### SELECTION
For any natural number $n>1$, there exists some prime $p$ such that $$n<p<2n$$

This ensures that for all primes $p_n$, its successor, $p_{n+1}$, must fall within the range $p_n<p_{n+1}<2p_n$. If you do not understand why that is, think about $p_n$ as a natural number. By Bertrand's postulate there must exist a prime greater than $p_n$ but less than $2p_n$. This garuntees the existence of a prime $p_{n+k}$ such that $p_n<p_{n+k}<2p_n$. As such, $p_{n+1} \leq p_{n+k}$ and hence must lie in this range as well.

### CHALLENGE 1
Turn the records into a Markdown table with the columns "Row" and "Line", beginning at the line that contains "Each instance receives exactly one keypoint. Tag the rectangular" and stopping after the final line of the records. Leave out blank lines.

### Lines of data

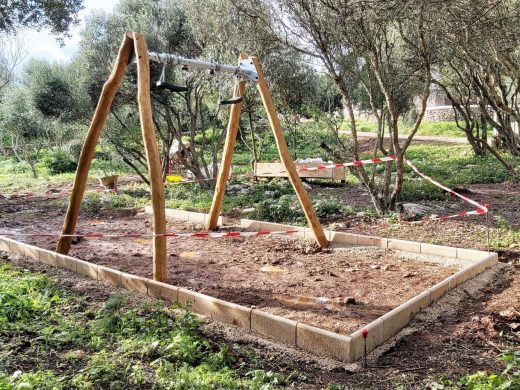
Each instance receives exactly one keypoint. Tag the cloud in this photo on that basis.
(42, 45)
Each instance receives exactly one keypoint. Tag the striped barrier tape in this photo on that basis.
(357, 163)
(151, 235)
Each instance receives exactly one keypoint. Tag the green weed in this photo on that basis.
(63, 342)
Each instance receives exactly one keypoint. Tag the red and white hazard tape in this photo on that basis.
(481, 209)
(151, 235)
(357, 163)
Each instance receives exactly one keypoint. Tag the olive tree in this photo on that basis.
(383, 50)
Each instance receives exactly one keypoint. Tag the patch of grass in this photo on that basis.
(63, 341)
(456, 165)
(481, 380)
(440, 129)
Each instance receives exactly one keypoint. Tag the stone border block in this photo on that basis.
(86, 268)
(200, 303)
(400, 317)
(341, 347)
(438, 250)
(67, 262)
(323, 342)
(109, 275)
(4, 244)
(231, 313)
(17, 247)
(470, 254)
(48, 257)
(402, 245)
(32, 252)
(344, 238)
(134, 283)
(162, 291)
(273, 326)
(374, 338)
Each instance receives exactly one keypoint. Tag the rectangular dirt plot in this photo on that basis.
(339, 290)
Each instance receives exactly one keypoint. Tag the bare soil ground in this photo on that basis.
(454, 338)
(279, 275)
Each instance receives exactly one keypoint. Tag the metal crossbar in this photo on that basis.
(246, 70)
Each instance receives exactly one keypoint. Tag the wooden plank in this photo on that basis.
(286, 158)
(278, 170)
(87, 153)
(227, 155)
(160, 271)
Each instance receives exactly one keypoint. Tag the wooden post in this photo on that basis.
(160, 270)
(87, 153)
(227, 155)
(286, 158)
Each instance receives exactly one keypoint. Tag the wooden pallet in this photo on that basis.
(278, 170)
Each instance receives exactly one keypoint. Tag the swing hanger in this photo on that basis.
(245, 70)
(162, 84)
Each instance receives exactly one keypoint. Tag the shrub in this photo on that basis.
(59, 162)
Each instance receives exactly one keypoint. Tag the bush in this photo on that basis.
(59, 162)
(285, 209)
(327, 207)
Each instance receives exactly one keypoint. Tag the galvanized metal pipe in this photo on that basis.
(245, 70)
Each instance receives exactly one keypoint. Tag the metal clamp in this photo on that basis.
(245, 71)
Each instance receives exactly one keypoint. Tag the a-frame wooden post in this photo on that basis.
(227, 154)
(132, 42)
(287, 160)
(285, 156)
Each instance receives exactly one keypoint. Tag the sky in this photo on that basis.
(40, 44)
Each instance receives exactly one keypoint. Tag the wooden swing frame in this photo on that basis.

### CHALLENGE 2
Continue the text on Bertrand's postulate and consecutive primes from the point where it stops.

### EXERCISE ANSWER 1
| Row | Line |
|---|---|
| 1 | Each instance receives exactly one keypoint. Tag the rectangular dirt plot in this photo on that basis. |
| 2 | (339, 290) |
| 3 | Each instance receives exactly one keypoint. Tag the bare soil ground in this photo on that basis. |
| 4 | (454, 338) |
| 5 | (279, 275) |
| 6 | Each instance receives exactly one keypoint. Tag the metal crossbar in this photo on that basis. |
| 7 | (246, 70) |
| 8 | Each instance receives exactly one keypoint. Tag the wooden plank in this photo on that basis. |
| 9 | (286, 158) |
| 10 | (278, 170) |
| 11 | (87, 153) |
| 12 | (227, 155) |
| 13 | (160, 271) |
| 14 | Each instance receives exactly one keypoint. Tag the wooden post in this photo on that basis. |
| 15 | (160, 270) |
| 16 | (87, 153) |
| 17 | (227, 155) |
| 18 | (286, 158) |
| 19 | Each instance receives exactly one keypoint. Tag the wooden pallet in this photo on that basis. |
| 20 | (278, 170) |
| 21 | Each instance receives exactly one keypoint. Tag the swing hanger in this photo on that basis. |
| 22 | (245, 70) |
| 23 | (162, 84) |
| 24 | Each instance receives exactly one keypoint. Tag the shrub in this photo on that basis. |
| 25 | (59, 162) |
| 26 | Each instance receives exactly one keypoint. Tag the bush in this photo on that basis. |
| 27 | (59, 162) |
| 28 | (285, 209) |
| 29 | (327, 207) |
| 30 | Each instance receives exactly one keypoint. Tag the galvanized metal pipe in this photo on that basis. |
| 31 | (245, 70) |
| 32 | Each instance receives exactly one keypoint. Tag the metal clamp in this photo on that basis. |
| 33 | (245, 71) |
| 34 | Each instance receives exactly one keypoint. Tag the a-frame wooden post in this photo on that basis. |
| 35 | (227, 154) |
| 36 | (132, 42) |
| 37 | (287, 160) |
| 38 | (285, 156) |
| 39 | Each instance receives exactly one keypoint. Tag the sky in this photo on that basis. |
| 40 | (40, 44) |
| 41 | Each instance receives exactly one keypoint. Tag the wooden swing frame in this photo on that basis. |

### EXERCISE ANSWER 2
The proof of Bertrand's postulate is quite long. If you wish to see one, I would recommend Erdös' elementary proof. Particularly, the following paper by Michael Tang presents the proof in a fashion particularly easy to follow if you have little background in number theory. http://services.artofproblemsolving.com/download.php?id=YXR0YWNobWVudHMvNy8yLzcyZTgyOGRhZDgxMmQ5MTY0ODIwOTJjZTUyZWQ0OWI4ZjIzYWVmLnBkZg==&rn=QmVydHJhbmQucGRm

Although I do not believe that this was your original intention, I will now address the link between this problem and the Goldbach Conjecture. You are correct when you say that the existence of a prime $p$ whose successor is larger than $2p$ would disprove the Goldbach conjecture. In fact, there exists a deeper link between Bertrand's postulate and the strong Goldbach conjecture. The Goldbach conjecture implies Bertrand's postulate. A proof of this can be found here. https://proofwiki.org/wiki/Goldbach_implies_Bertrand

However, although Goldbach's conjecture implies Bertrand's postulate, this does not work the other way around. That is, Bertrand's postulate does not imply the Goldbach conjecture (otherwise the Goldbach conjecture would be proven).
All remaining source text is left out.